» **RECORD LIST**
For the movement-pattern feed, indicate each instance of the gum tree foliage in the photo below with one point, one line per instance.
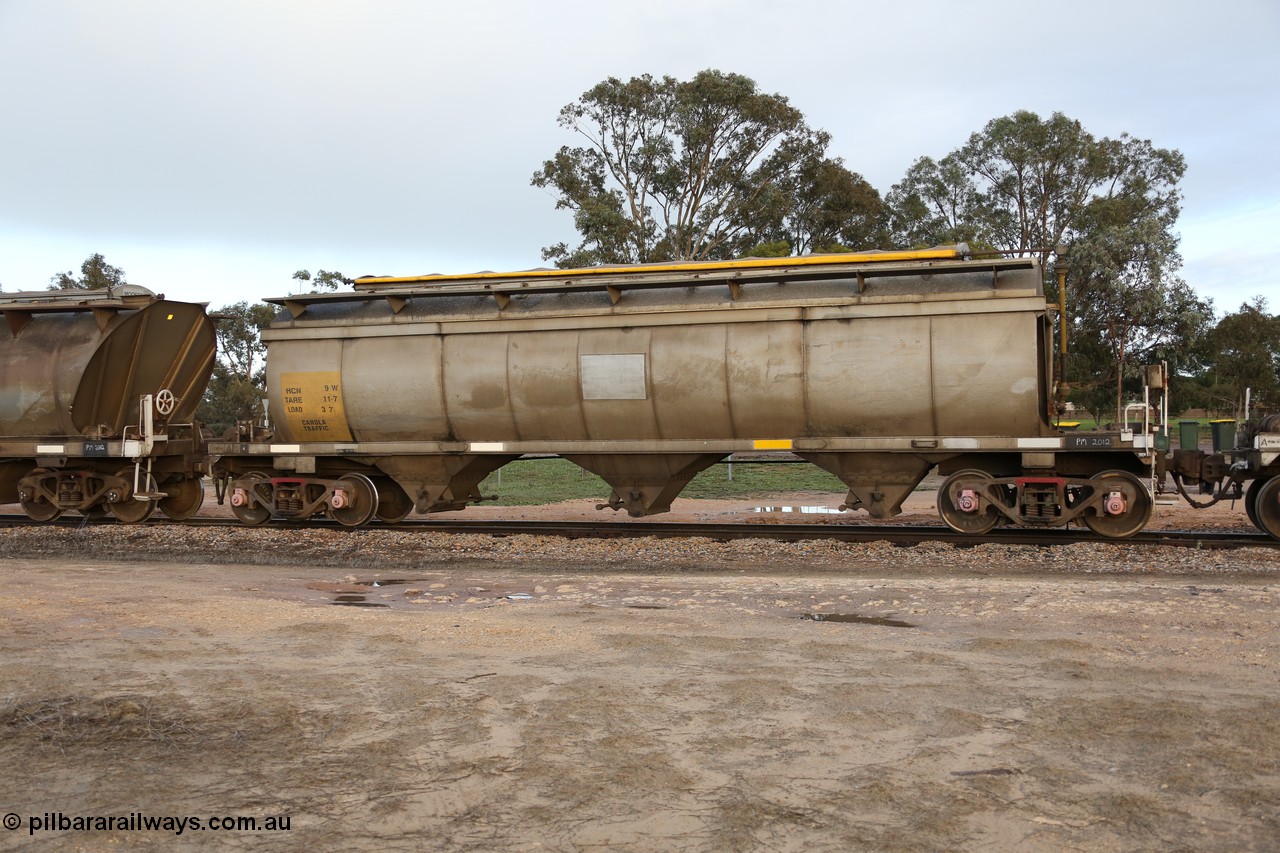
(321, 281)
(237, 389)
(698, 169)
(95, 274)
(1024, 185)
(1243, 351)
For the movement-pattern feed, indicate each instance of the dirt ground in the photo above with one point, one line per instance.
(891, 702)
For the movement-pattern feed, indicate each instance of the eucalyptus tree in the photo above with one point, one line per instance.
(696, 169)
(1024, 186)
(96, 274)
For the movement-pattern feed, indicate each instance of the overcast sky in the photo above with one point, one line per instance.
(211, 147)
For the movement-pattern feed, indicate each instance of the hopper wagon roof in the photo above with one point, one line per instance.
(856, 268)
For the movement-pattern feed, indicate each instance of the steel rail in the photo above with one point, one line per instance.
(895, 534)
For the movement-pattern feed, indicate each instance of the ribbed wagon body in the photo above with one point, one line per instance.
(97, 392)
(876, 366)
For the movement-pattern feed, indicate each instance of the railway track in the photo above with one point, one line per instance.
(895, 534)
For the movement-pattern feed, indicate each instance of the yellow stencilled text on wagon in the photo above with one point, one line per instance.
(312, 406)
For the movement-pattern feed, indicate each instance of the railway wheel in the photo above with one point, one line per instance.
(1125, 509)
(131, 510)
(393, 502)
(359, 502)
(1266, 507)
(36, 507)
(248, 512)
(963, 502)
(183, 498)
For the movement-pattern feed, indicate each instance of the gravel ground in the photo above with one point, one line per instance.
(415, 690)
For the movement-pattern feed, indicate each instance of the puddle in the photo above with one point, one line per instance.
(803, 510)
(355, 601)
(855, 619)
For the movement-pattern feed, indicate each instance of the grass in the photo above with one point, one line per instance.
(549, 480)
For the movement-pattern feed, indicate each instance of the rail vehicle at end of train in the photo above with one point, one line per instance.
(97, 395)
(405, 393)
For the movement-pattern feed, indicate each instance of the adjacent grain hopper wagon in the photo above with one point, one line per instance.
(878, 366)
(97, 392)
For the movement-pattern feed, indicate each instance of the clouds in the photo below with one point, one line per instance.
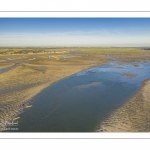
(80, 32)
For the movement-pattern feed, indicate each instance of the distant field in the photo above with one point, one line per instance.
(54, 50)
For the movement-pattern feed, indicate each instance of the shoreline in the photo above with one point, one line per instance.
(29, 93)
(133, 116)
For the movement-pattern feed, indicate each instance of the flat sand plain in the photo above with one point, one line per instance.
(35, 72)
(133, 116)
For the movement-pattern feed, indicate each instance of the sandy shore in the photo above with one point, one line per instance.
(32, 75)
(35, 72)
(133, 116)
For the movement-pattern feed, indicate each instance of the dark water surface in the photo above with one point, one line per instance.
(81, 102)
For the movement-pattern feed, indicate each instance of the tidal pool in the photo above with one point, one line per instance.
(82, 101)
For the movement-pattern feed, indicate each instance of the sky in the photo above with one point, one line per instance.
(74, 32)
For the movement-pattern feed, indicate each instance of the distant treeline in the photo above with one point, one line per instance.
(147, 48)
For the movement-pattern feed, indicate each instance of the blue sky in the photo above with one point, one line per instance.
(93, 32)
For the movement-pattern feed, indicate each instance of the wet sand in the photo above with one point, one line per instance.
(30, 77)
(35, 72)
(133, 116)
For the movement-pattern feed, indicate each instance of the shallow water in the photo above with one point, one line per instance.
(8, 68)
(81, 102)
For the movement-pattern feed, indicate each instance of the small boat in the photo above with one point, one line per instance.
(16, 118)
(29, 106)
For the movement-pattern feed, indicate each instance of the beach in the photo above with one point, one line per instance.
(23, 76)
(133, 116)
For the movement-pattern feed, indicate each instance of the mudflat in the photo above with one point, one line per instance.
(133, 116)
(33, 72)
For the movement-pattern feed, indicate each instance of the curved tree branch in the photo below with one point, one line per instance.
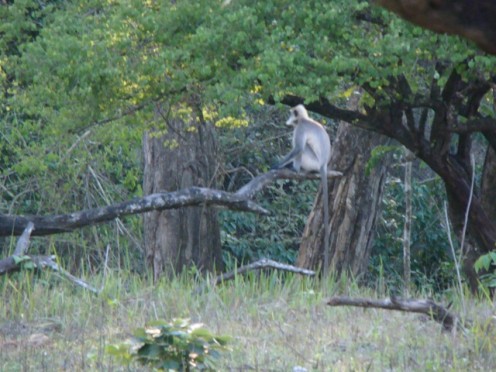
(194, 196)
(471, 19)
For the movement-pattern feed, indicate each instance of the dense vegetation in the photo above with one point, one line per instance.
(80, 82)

» **WRITTEN INSTRUCTION**
Repeat the lines above exactly, and keep every picture out.

» **FINISHED ANSWER**
For the movement-pattern feed, indicate each instance of the gum tree foliage in the photo below with one point, one line per instance.
(321, 281)
(237, 389)
(698, 169)
(95, 274)
(1024, 185)
(1243, 351)
For the movement-pattern feed, indicate each instance of the dirt ground in the photo above with one point, one line per instance.
(891, 702)
For the movement-pattern feed, indicate each instance of the eucalyptus tree in the photo above with one point, one line per instance.
(696, 169)
(1024, 186)
(96, 274)
For the movement-pattern feed, indicate each instance of the overcast sky in the photo above with one point, one line per instance.
(211, 147)
For the movement-pattern feed, indicate each instance of the hopper wagon roof in the photo above with one point, one line per instance.
(856, 268)
For the movement-pattern feed, indicate each instance of the steel rail in the photo above with one point, one line per instance.
(895, 534)
For the movement-pattern feed, indicate each instance of the ribbed wagon body in the photo above with one point, one line per instance.
(97, 392)
(876, 366)
For the movement-pattern feed, indicate each instance of the railway track in the photo above with one point, one line per instance.
(895, 534)
For the movement-pattern feed, indicate each instance of the yellow stencilled text on wagon in the photo above with one point, one line per instance.
(312, 406)
For the movement-pattern feed, indicate each instance of the railway wheel in the photo above with one point, one line per instance.
(1125, 509)
(131, 510)
(393, 502)
(359, 502)
(1266, 507)
(36, 507)
(248, 512)
(963, 502)
(183, 498)
For the movement-pattern feed, indicate each instance of the gravel ground in the photo above with one point, one line per instance.
(415, 690)
For the movement-pattern feed, indicate each instance of the puddle in the photo above with one point, one line per instance.
(803, 510)
(355, 601)
(855, 619)
For the movement-pattern feed, indicate each instance of the grass in the photo above with one point, one line per instance.
(549, 480)
For the movement-pattern feed, indicate each instance of the rail vehicle at end of train in the photo above with one point, one line per instance.
(97, 395)
(405, 393)
For the movement-pattern feed, indicate each instance of the adjacent grain hopper wagon in the photo above with one point, one line per instance.
(878, 366)
(97, 392)
For the movement-pattern feed, indicate each instance of the clouds in the photo below with one point, one line per instance.
(80, 32)
For the movement-pattern feed, indicate each instance of the distant field in the photo above with one point, one line per instance.
(54, 50)
For the movement-pattern feed, indicate each instance of the shoreline in the photo above with one point, one line per instance.
(29, 93)
(133, 116)
For the movement-pattern feed, indicate each instance of the flat sand plain in the photo above with one point, one line per instance.
(35, 72)
(133, 116)
For the movement-pattern feed, indicate each instance of the sandy shore in the photo above with one point, one line per instance.
(32, 75)
(35, 72)
(133, 116)
For the movement-pattern feed, indicate each instance of the dark water surface in the photo above with one point, one line per instance.
(81, 102)
For the movement-pattern feed, indicate each instance of the tidal pool in the photo above with one point, one line per instance.
(82, 101)
For the movement-pattern feed, indicate each instance of the sky in the photo above with one point, one line per instance.
(74, 32)
For the movement-pattern feed, indicate each instance of the distant treeline in the photo above with one point, one line per instance.
(147, 48)
For the movement-pattern feed, indicate each instance of the blue sky in the photo above with one point, one line per instance.
(93, 32)
For the movement-pattern feed, indicate each instance of the wet sand in the photo above with one point, one line per instance.
(30, 77)
(35, 72)
(133, 116)
For the movement-pattern feed, indicate each instance of the shallow water in the photo above with one point, one line per instance.
(8, 68)
(81, 102)
For the movement-pattern feed, indicate each instance of the small boat in the photo above with one point, one line per instance.
(16, 118)
(29, 106)
For the movement-pattern feed, indicate each instance of the beach in the photo above with one point, one line per instance.
(23, 76)
(133, 116)
For the movement-pattern feed, indicate each instance of the mudflat in the photo above with one point, one line per instance.
(133, 116)
(33, 72)
For the movement-pattern feed, indicate each instance of the curved tree branch in the photo below with one point, one line per instance.
(194, 196)
(471, 19)
For the movement-pattern feed, indicate each instance of the dense vegetation in the photo above with one point, one line per instance.
(80, 82)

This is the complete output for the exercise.